Problems to solve.
1. According to the review of "The Mystery of Hunter's Lodge," why is Poirot unable to investigate the murder in person?
2. Write the next part of the review of "The Mystery of Hunter's Lodge," beginning after its final sentence.

┌─ Given text

‘The Mystery Of Hunter’s Lodge’ by Agatha Christie

The Mystery Of Hunter’s Lodge by Agatha Christie, 1923

The magic trick:

Having Poirot solve the murder from his sick bed

Very early Poirot story today, and it’s one of the best ones, in my opinion.

Our heroes – Hercule and Hastings – are separated at the outset. Poirot is sick in bed with the flu, so Hastings must employ his own little gray cells, with Japp, investigating a murder at Hunter’s Lodge. It’s a brilliant little twist, because the separation winds up creating two mysteries for the reader. We puzzle over the murder, of course. But we also find ourselves trying to figure out how Poirot, through his wire communication with Hastings, is solving the case from afar. And that’s quite a trick on Christie’s part.

└─
┌─ Records supplied

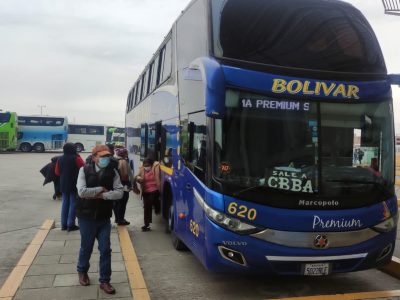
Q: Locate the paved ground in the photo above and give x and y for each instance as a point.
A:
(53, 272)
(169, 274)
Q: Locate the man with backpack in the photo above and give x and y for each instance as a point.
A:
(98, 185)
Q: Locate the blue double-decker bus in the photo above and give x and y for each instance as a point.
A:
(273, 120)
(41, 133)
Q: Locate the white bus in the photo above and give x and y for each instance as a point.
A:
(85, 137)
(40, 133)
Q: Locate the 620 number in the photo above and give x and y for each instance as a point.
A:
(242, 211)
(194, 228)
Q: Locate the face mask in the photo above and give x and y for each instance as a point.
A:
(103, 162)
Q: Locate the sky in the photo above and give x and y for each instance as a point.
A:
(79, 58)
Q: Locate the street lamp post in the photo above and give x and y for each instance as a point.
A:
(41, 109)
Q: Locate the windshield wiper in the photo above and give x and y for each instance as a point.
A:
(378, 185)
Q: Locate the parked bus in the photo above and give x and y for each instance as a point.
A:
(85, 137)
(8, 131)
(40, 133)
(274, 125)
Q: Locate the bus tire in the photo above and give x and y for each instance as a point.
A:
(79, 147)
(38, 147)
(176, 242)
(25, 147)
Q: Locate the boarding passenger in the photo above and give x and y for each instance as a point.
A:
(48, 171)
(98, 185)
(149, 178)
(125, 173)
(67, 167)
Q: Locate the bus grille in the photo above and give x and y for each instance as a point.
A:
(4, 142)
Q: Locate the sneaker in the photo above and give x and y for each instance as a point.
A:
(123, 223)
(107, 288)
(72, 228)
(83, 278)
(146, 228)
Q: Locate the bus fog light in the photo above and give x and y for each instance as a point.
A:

└─

Results by task.
1. He is sick in bed with the flu.

2.
The selection:

All this I added to my report. A wire from Poirot arrived whilst I was at breakfast the following morning:

“Of course the black-bearded man was not Havering only you or Japp would have such an idea wire me description of housekeeper and what clothes she wore this morning same of Mrs. Havering do not waste time taking photographs of interiors they are underexposed and not in the least artistic.”

It seemed to me that Poirot’s style was unnecessarily facetious. I also fancied he was a shade jealous of my position on the spot with full facilities for handling the case. His request for a description of the clothes worn by the two women appeared to me to be simply ridiculous, but I complied as well as I, a mere man, was able to.